Copy every one of the records below word for word, keeping each line as it stands.

start

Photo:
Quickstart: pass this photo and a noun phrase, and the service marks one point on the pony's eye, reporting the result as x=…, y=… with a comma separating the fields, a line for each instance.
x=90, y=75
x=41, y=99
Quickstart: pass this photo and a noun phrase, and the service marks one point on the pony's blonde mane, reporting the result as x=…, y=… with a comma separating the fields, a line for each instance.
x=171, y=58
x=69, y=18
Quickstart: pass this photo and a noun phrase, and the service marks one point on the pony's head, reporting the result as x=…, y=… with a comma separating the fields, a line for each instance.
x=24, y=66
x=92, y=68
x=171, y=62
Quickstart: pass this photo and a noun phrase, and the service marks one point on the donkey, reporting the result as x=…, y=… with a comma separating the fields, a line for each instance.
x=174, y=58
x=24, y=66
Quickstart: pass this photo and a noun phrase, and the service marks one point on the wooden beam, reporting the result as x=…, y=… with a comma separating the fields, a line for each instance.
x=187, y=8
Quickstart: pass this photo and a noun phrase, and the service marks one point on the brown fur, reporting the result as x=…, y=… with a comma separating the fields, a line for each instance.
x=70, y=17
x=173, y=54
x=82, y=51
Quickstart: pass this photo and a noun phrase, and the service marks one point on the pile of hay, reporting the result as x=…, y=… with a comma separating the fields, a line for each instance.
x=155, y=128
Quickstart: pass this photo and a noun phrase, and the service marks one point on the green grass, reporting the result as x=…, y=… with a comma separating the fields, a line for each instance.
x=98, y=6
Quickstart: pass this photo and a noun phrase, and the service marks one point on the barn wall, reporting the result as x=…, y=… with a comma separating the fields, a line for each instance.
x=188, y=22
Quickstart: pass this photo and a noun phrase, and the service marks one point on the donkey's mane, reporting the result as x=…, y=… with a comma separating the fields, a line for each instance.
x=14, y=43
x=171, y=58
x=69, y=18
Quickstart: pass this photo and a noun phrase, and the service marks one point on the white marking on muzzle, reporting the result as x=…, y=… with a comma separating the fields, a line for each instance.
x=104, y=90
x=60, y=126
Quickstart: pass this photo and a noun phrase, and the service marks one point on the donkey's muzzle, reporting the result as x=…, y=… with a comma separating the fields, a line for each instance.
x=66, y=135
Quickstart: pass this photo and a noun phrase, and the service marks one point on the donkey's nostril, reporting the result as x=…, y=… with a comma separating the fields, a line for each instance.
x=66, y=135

end

FULL OUTPUT:
Photo:
Quickstart: pass this photo and a noun phrase, and the service marks one point on the pony's eye, reporting the result as x=…, y=… with a comma separating the fields, a line for each instance.
x=90, y=75
x=41, y=99
Quickstart: pass this photo and a noun phrase, and the service marks one point on the pony's blonde mane, reporting the result as x=…, y=… with a comma separating the fields, a line for each instance.
x=171, y=58
x=69, y=18
Quickstart: pass this photo and a noun phrase, and the service marks one point on the pony's head, reporting the result as x=…, y=… with a comma separating the fields, a line for each instance.
x=24, y=66
x=92, y=68
x=171, y=62
Quickstart: pass this photo and a noun phrase, and the service marks one point on the donkey, reporting the result as x=…, y=… with a comma separating the fields, a line for each instance.
x=174, y=58
x=24, y=66
Quickstart: pass this photo and a noun phrase, and the service marks one point on the wooden beam, reporting the result as x=…, y=… with a comma separating the fields, a line for each instance.
x=187, y=8
Quickstart: pass this photo and a noun phrase, and the service marks one point on the brown fur, reporting the result as x=…, y=… with a comma separating the fields, a line for each instance.
x=70, y=17
x=173, y=54
x=82, y=51
Quickstart: pass this photo and a noun phrase, and the service marks one point on the pile of hay, reporting the result as x=…, y=… with a comma separating the fields, a line for each instance.
x=155, y=128
Quickstart: pass this photo and a noun phrase, and the service marks one point on the green grass, reporting the result as x=…, y=… with a comma separating the fields, a line for each instance.
x=98, y=6
Quickstart: pass this photo and a noun phrase, and the service marks one point on the barn wall, reporting the result as x=…, y=… with a comma separating the fields, a line for each instance.
x=188, y=22
Quickstart: pass this photo and a noun phrase, and the service marks one point on the donkey's mane, reporting the result as x=…, y=… with a comma separating the fields, a line for each instance.
x=14, y=43
x=171, y=58
x=69, y=18
Quickstart: pass this photo and a noun phrase, and the service marks one point on the white marking on muzzle, reporting the result as x=…, y=… with a comma separating the fields, a line for each instance.
x=104, y=90
x=60, y=126
Quickstart: pass this photo and a noun phrase, and the service marks one point on the donkey's muzzle, reporting the result as x=…, y=… with a comma separating the fields, a line for each instance.
x=66, y=135
Quickstart: pass this photo and a noun phrase, and the service marks one point on the donkey's nostril, reporting the result as x=…, y=… with a comma separating the fields, a line for each instance.
x=66, y=135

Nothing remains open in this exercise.